STATED GOAL 1 -
In the post on teaching for understanding, what are bottleneck concepts?
STATED GOAL 2 -
From the post on teaching for understanding, give back the passage starting at "Inviting children to" and ending at "ponder the following...?".

SOURCE EXTRACT -
+ + + + + + +

Teaching for Understanding (Part 1 => Generative Topics)

In the next four posts in this series on understanding (here are the links to the first and second), I shall discuss a framework that teachers could adopt to take a step towards teaching for the deeper understanding that I wrote about in the previous post.

Outline of the framework

The teaching for understanding (TfU) framework describes a cyclical, reflective and non-linear process (Wiske, 1998) that teachers and children engage in with the goal of developing a deeper understanding of concepts. The TfU framework is built around the following fundamental questions that teachers ask themselves while planning and executing an instructional unit:

1. What topics are worth understanding? [Generative Topics]
2. What are the enduring concepts in these topics that need to be understood? [Understanding Goals]
3. What are the overarching goals that teachers and children want to achieve over the course of the academic year? [Throughlines]
4. How can teachers help children demonstrate their understanding? [Performances of Understanding]
5. How can teachers gauge what children understand? [Ongoing Assessment]

Each element of the TfU framework invokes the other and adds more nuance to it (Wiske, 1998). For example, a clear articulation of what constitutes good performances of understanding helps both teachers and students clarify understanding goals. 

In this post, I shall explore generative topics in more detail.

Generative Topics

Generative topics are those that are central to a subject or discipline while being accessible and interesting to teachers and children (Wiske, 1998). These topics are connectable to other concepts within and across the discipline and build children's structural knowledge i.e. the way they organise and make meaning of links between concepts in their long term memory (Grotzer, 2002).

One key feature of generative topics is that they include bottleneck concepts - concepts that are fundamental to understanding higher concepts in the discipline. For example:

• children comprehending the need for variables and knowing what they can represent is foundational to algebra;
• children understanding the role that perspective plays in deciding how a story is presented in history is essential to making sense of any historical event;
• children grasping the idea of matter in chemistry and the work of different scientists in building that bank of knowledge is key to them appreciating any chemical reaction;
• children learning the strategies of making inferences in English so that they can analyse any poem or text.

T. Grotzer (classroom discussion, February 2, 2018) emphasised that generative topics should pique both the teacher's and child's interests. In some cases, these topics can be centred around an intentional tension where a child's existing knowledge is insufficient to tackle a new problem/situation which, in turn, prompts him/her to want to learn (Strike & Posner, 1985). For instance, taking 5 from 3 requires children to move beyond their existing knowledge of whole numbers into the world of negative numbers.

Inviting children to explore implications of what they are learning can further engage them. For example, instead of simply asking "what causes day and night?", how about have children ponder the following...?

+ + + + + + +

MATERIAL SHOWN -
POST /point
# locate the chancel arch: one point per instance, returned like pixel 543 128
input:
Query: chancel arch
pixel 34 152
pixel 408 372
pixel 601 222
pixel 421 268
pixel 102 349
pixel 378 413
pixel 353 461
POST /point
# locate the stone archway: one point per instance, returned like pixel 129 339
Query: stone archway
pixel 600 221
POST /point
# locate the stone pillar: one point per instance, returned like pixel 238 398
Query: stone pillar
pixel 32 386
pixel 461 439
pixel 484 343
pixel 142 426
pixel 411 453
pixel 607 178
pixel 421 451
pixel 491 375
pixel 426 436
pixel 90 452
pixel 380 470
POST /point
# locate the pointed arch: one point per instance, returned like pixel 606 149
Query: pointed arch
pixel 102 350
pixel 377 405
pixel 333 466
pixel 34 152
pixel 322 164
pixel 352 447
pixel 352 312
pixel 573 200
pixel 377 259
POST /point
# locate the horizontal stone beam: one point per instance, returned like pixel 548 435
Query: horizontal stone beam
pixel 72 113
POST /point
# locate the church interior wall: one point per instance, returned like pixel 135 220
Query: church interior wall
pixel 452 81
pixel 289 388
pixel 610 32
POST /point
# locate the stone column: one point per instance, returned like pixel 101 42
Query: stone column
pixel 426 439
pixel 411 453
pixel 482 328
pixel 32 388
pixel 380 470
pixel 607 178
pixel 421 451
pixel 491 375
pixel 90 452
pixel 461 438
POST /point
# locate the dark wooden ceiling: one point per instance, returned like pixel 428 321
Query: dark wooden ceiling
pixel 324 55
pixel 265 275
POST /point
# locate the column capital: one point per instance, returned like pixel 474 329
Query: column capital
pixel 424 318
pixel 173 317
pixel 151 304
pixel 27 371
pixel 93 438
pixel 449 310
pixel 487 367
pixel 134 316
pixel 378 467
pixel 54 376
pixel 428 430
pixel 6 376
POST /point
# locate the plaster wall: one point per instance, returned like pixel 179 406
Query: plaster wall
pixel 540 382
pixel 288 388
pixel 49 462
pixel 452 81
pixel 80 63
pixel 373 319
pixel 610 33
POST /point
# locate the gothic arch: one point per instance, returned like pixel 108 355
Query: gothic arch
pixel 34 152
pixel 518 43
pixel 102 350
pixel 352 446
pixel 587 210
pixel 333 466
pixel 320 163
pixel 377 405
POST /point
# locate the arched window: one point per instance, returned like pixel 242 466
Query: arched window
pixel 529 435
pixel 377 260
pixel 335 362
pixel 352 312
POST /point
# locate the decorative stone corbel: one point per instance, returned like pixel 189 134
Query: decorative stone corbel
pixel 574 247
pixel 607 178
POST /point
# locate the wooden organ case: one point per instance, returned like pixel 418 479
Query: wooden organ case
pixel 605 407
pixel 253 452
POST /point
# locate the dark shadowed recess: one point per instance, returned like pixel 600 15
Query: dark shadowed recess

+ + + + + + +

RESULT 1 -
Concepts that are fundamental to understanding higher concepts in the discipline.

RESULT 2 -
Inviting children to explore implications of what they are learning can further engage them. For example, instead of simply asking "what causes day and night?", how about have children ponder the following...?